> **EXERCISES TO COMPLETE**
A) According to the article on Dubh Chablaigh ingen Áed, whom did she marry?
B) Write the next part of the article on Dubh Chablaigh ingen Áed, picking up after its last sentence.

> **DOCUMENT TEXT**
= Dubh Chablaigh ingen Áed =

Queen of Munster (died 1088)

Dubh Chablaigh ingen Áed (died 1088) was Queen of Munster.

==Background==

Dubh Chablaigh was a daughter of King Áed in Gai Bernaig of Connacht (died 1067). Her siblings included Cú Chonnacht, Tadg (d. 1062), Murchad Liathnach (d. 1069), Cathal (d. 1082), Niall Odar (d. 1105), and Ruaidrí na Saide Buide (died 1118), who was King of Connacht from 1087 to 1092.

Her namesake and grand-aunt, Dub Chablaigh ingen Cathal, was the fourth wife of Brian Boru and thus Empress of the Irish upon her death in 1009. She was in turn great-great grandaunt of Dubhchobhlaigh Bean Ua hEaghra, Queen of Luighne Connacht (died 1131) and great-great-great grandaunt of Dub Coblaigh Ní Conchobhair, Queen of Cenél Conaill (drowned 1153), all of whom were her namesakes.

==Marriage and issue==

Dubh Chablaigh became the wife of Toirdelbach Ua Briain (1009 – 14 July 1086), King of Munster and High King of Ireland.

She may have been the mother of Dub Coblaig Ní Briain, Princess of Thomond (died 1095) who bore her name. Tairrdelbach's daughter, Mór, married Dubh Chablaigh's brother, King Ruaidrí na Saide Buide, though Mór may have been her step-daughter rather than biological daughter.

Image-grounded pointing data
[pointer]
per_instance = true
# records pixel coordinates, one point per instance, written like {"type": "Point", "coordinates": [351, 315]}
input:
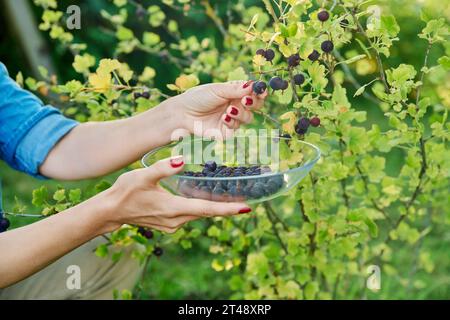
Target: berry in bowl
{"type": "Point", "coordinates": [240, 169]}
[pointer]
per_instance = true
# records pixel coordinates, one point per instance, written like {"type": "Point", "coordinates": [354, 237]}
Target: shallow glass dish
{"type": "Point", "coordinates": [281, 168]}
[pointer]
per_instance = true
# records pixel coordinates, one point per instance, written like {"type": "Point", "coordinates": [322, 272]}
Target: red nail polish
{"type": "Point", "coordinates": [247, 84]}
{"type": "Point", "coordinates": [176, 163]}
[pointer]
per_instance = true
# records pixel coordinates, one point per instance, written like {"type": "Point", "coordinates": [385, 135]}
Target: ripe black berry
{"type": "Point", "coordinates": [327, 46]}
{"type": "Point", "coordinates": [140, 13]}
{"type": "Point", "coordinates": [299, 79]}
{"type": "Point", "coordinates": [313, 56]}
{"type": "Point", "coordinates": [4, 224]}
{"type": "Point", "coordinates": [323, 15]}
{"type": "Point", "coordinates": [146, 233]}
{"type": "Point", "coordinates": [211, 165]}
{"type": "Point", "coordinates": [259, 87]}
{"type": "Point", "coordinates": [146, 95]}
{"type": "Point", "coordinates": [315, 122]}
{"type": "Point", "coordinates": [261, 52]}
{"type": "Point", "coordinates": [294, 60]}
{"type": "Point", "coordinates": [302, 126]}
{"type": "Point", "coordinates": [158, 251]}
{"type": "Point", "coordinates": [270, 54]}
{"type": "Point", "coordinates": [276, 83]}
{"type": "Point", "coordinates": [344, 23]}
{"type": "Point", "coordinates": [284, 85]}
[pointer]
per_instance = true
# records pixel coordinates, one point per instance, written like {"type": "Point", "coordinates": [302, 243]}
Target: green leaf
{"type": "Point", "coordinates": [40, 196]}
{"type": "Point", "coordinates": [151, 38]}
{"type": "Point", "coordinates": [435, 31]}
{"type": "Point", "coordinates": [101, 251]}
{"type": "Point", "coordinates": [59, 195]}
{"type": "Point", "coordinates": [372, 226]}
{"type": "Point", "coordinates": [444, 62]}
{"type": "Point", "coordinates": [389, 23]}
{"type": "Point", "coordinates": [124, 34]}
{"type": "Point", "coordinates": [311, 289]}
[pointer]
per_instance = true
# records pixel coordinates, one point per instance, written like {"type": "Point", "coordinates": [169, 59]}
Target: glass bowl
{"type": "Point", "coordinates": [278, 164]}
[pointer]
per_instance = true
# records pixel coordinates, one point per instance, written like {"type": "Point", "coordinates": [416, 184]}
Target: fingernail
{"type": "Point", "coordinates": [247, 84]}
{"type": "Point", "coordinates": [176, 162]}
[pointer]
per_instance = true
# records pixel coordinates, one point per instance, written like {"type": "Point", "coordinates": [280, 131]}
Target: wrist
{"type": "Point", "coordinates": [174, 110]}
{"type": "Point", "coordinates": [103, 212]}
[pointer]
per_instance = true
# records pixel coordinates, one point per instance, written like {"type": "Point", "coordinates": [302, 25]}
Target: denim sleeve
{"type": "Point", "coordinates": [28, 129]}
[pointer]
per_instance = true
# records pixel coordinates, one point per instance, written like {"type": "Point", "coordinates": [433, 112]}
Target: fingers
{"type": "Point", "coordinates": [205, 208]}
{"type": "Point", "coordinates": [230, 122]}
{"type": "Point", "coordinates": [163, 168]}
{"type": "Point", "coordinates": [254, 101]}
{"type": "Point", "coordinates": [233, 89]}
{"type": "Point", "coordinates": [240, 114]}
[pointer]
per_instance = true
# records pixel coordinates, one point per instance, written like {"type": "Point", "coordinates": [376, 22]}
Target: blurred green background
{"type": "Point", "coordinates": [188, 274]}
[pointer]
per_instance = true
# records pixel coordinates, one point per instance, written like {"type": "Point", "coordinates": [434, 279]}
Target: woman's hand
{"type": "Point", "coordinates": [137, 199]}
{"type": "Point", "coordinates": [218, 106]}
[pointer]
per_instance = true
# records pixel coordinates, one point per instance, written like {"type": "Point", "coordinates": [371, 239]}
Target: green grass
{"type": "Point", "coordinates": [187, 274]}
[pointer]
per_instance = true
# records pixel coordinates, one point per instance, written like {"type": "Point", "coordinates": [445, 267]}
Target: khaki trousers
{"type": "Point", "coordinates": [98, 277]}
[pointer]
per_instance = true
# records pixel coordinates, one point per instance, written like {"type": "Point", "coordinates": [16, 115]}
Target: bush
{"type": "Point", "coordinates": [383, 181]}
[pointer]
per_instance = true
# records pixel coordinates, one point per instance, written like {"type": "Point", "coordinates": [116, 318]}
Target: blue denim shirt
{"type": "Point", "coordinates": [28, 129]}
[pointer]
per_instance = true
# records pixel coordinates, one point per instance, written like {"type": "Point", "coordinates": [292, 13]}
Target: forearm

> **RESULTS OF THE EXERCISE**
A) Toirdelbach Ua Briain, King of Munster and High King of Ireland.

B)
Dubh Chablaigh is however acknowledged as the mother of Diarmait Ua Briain (1060–1118), who ruled Munster on three occasions and from whom many subsequent Kings of Munster and all Kings of Thomond would descend.

==Family tree==

   Áed in Gai Bernaig
   |
   |____________________________________________________________________________________________
   | | | | | | |
   | | | | | | |
   Dubh Chablaigh Cú Chonnacht Tadg Murchad Liathnach Cathal Niall Odar Ruaidrí na Saide Buide
  =Toirdelbach Ua Briain d.1062 d.1069. d.1082. died 1105. died 1118.
   |
   |_________________________________________
   | | |
   | | |
   Diarmait Dub Coblaig?, d. 1095. Mór?, d. 1088.
   | =Ruaidrí na Saide Buide
   | |
   Kings of Munster and Thomond. |
                                            Kings of Connacht.